### TEXT SEGMENT
════

This constraint make a promise to callers: “I will only pass objects of type CommonReferenceType<I> to the predicate.” But that’s a lie. It’s not how unique_copy is actually implemented. We could change the implementation to fulfill this promise by casting the arguments before passing them to the predicate, but that’s ugly and potentially inefficient.

Really, I think we have to check that the predicate is callable with all the possible combinations of values and references. That sucks, but I don’t see a better option. With some pruning, these are the checks that I think matter enough to be required:

Relation<R, ValueType<I>, ValueType<I>> &&
Relation<R, ValueType<I>, ReferenceType<I>> &&
Relation<R, ReferenceType<I>, ValueType<I>> &&
Relation<R, ReferenceType<I>, ReferenceType<I>> &&
Relation<R, CommonReferenceType<I>, CommonReferenceType<I>>

As an implementer, I don’t want to write all that, and our users don’t want to read it, so we can bundle it up nice and neat:

IndirectRelation<R, I, I>

That’s easier on the eyes and on the brain.

Interesting Indirect Invokable Implications

In short, I think that everywhere the algorithms take a function, predicate, or relation, we should add a constraint like IndirectFunction, IndirectPredicate, or IndirectRelation. These concepts will require that the function is callable with a cross-product of values and references, with an extra requirement that the function is also callable with arguments of the common reference type.

This might seem very strict, but for non-proxy iterators, it adds exactly zero new requirements. And even for proxy iterators, it’s only saying in code the things that necessarily had to be true anyway. Rather than making things harder, the common reference type makes them easier: if your predicate takes arguments by the common reference type, all the checks succeed, guaranteed.

It’s possible that the common reference type is inefficient to use. For instance, the common reference type between bool& and vector<bool>::reference is likely to be a variant type. In that case, you might not want your predicate to take arguments by the common reference. Instead, you’d want to use a generic lambda, or define a function object with the necessary overloads. The concept checking will tell you if you forgot any overloads, ensuring that your code is correct and portable.

Summary

That’s the theory. I implemented all this in my Range-v3 library. Now I can sort a zip range of unique_ptrs. So cool.

Here, in short, are the changes we would need to make the STL fully support proxy iterators:

  1. The algorithms need to use iter_swap consistently whenever elements need to be swapped. iter_swap should be a documented customization point.
  2. We need an iter_move customization point so that elements can be moved out of and back into sequence. This gives iterators a new rvalue_reference associated type.
  3. We need a new common_reference trait that, like common_type, can be specialized on user-defined types.
  4. All iterators need to guarantee that their value_type and reference associated types share a common reference. Likewise for value_type/rvalue_reference, and for reference/rvalue_reference.
  5. We need IndirectFunction, IndirectPredicate, and IndirectRelation concepts as described above. The higher-order algorithms should be constrained with them.

From the end users’ perspective, not a lot changes. All existing code works as it did before, and all iterators that are valid today continue being valid in the future. Some proxy iterators, like vector<bool>‘s, would need some small changes to model the Iterator concept, but afterward those iterators are on equal footing with all the other iterators for the first time ever. Code that deals with proxy sequences might need to use common_reference when defining predicates, or they might need to use a generic lambda instead.

════

[Collected data]

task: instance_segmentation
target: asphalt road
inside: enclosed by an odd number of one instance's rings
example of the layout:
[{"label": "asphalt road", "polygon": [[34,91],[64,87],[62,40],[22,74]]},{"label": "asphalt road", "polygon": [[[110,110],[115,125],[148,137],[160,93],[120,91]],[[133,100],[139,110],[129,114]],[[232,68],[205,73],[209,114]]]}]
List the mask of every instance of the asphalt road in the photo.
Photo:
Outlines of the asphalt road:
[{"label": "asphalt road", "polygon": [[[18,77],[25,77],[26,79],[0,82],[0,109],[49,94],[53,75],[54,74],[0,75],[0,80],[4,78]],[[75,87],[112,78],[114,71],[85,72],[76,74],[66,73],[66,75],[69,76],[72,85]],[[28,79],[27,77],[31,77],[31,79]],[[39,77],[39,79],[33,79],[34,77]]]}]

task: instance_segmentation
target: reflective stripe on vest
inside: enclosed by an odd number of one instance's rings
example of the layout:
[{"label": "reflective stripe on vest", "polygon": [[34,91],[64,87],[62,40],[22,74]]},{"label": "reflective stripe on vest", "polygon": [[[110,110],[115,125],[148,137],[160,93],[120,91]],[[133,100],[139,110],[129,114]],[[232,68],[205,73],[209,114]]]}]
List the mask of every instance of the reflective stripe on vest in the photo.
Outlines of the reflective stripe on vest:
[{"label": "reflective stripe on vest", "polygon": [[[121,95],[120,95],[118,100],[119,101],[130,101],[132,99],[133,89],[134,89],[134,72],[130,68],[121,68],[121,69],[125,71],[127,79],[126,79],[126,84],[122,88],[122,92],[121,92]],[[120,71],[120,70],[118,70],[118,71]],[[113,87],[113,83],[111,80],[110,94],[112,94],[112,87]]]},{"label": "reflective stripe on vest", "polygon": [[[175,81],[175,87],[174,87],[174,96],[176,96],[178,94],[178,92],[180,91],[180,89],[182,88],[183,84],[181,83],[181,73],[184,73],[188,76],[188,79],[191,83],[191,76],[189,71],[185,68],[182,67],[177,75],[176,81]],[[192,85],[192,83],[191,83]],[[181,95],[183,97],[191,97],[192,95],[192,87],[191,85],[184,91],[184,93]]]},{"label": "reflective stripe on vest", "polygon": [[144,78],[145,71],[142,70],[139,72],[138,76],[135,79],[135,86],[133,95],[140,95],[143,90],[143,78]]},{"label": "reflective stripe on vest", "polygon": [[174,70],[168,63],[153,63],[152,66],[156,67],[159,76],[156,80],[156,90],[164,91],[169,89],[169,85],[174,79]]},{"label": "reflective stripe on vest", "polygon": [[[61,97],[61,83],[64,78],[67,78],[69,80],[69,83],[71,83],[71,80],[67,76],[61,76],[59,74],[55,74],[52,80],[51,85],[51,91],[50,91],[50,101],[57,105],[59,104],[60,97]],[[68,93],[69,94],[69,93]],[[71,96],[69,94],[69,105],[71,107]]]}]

════

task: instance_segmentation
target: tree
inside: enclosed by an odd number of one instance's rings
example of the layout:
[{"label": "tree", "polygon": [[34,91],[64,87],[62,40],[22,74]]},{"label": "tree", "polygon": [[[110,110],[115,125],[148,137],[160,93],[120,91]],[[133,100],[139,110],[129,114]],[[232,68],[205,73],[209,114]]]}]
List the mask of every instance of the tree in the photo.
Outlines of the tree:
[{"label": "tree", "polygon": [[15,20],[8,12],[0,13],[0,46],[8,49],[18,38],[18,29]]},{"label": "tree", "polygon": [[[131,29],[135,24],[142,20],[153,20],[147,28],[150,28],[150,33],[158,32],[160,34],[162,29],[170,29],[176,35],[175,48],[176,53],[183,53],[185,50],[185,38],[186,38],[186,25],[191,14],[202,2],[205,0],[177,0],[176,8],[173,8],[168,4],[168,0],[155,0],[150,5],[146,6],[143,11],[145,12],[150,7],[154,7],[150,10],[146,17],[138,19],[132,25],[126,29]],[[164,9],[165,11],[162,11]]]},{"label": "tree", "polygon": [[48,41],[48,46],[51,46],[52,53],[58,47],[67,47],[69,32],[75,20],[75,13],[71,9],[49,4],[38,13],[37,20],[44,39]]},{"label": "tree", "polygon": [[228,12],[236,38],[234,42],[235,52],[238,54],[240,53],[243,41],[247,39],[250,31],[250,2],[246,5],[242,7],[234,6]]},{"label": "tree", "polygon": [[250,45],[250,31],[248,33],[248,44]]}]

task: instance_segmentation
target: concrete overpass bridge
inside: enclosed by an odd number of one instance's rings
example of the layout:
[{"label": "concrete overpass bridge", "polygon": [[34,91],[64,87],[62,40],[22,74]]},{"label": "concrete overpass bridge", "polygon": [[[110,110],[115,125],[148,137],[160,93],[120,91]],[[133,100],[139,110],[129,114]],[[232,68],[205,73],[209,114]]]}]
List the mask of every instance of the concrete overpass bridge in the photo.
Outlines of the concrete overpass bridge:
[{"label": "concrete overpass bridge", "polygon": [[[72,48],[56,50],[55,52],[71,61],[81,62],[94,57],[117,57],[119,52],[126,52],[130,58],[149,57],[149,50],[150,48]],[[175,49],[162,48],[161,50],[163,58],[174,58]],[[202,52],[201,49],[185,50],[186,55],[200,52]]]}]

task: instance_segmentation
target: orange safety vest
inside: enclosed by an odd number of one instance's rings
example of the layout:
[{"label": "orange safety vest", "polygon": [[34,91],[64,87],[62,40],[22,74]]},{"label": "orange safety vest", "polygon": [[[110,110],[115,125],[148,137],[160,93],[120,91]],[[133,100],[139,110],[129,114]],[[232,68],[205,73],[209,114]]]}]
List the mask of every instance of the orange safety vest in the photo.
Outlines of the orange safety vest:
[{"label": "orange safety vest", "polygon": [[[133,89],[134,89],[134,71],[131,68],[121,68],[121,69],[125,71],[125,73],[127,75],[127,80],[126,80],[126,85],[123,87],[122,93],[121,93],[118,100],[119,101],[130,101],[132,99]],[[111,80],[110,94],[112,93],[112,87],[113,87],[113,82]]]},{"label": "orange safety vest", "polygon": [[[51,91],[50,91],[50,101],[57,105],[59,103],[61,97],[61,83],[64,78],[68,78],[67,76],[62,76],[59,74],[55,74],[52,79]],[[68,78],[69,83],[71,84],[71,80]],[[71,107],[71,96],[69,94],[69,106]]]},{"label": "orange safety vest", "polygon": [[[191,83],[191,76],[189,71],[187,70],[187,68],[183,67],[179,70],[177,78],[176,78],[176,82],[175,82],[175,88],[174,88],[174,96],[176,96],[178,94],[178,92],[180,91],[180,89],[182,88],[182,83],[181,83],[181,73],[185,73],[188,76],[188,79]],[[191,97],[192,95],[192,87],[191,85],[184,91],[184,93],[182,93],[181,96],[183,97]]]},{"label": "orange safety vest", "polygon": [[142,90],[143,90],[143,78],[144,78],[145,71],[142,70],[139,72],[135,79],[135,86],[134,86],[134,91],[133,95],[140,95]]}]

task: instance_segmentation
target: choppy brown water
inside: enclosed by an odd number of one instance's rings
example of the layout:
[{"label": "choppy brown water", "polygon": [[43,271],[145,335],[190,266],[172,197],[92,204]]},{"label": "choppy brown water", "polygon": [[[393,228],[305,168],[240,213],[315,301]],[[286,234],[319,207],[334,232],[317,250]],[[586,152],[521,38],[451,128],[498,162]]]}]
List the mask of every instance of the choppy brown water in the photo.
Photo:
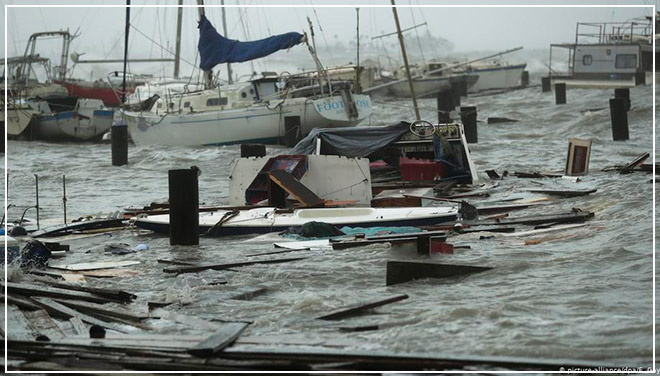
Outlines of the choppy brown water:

════

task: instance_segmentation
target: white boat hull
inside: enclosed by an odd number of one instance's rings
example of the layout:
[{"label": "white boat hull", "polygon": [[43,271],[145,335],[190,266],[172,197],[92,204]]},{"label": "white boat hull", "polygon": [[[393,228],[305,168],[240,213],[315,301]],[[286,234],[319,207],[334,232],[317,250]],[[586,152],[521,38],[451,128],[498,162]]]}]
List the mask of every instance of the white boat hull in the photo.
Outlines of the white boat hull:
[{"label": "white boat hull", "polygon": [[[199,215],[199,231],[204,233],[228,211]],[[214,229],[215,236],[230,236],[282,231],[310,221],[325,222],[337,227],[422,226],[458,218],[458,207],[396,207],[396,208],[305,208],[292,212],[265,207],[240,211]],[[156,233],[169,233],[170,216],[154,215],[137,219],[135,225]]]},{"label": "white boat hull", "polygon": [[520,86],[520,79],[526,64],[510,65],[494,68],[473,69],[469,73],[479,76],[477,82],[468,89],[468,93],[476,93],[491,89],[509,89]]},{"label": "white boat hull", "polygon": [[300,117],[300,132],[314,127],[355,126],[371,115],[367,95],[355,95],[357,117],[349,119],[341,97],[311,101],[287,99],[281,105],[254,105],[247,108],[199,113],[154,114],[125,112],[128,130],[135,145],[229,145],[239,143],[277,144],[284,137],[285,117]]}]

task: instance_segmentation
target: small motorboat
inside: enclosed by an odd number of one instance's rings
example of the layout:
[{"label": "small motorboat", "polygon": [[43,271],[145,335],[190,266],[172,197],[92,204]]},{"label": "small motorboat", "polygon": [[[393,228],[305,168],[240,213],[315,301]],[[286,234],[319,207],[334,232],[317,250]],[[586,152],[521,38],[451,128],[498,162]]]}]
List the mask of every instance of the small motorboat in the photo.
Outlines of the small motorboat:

════

### REQUIREMENT
Answer these questions from the proxy-iterator text, one per line:
1. In which library was all of this implemented?
2. What is the common reference type between bool& and vector<bool>::reference likely to be?
3. What new associated type does the iter_move customization point give iterators?
Rely only on the proxy-iterator text, not on the rows.

### REPLY
1. Range-v3
2. A variant type
3. rvalue_reference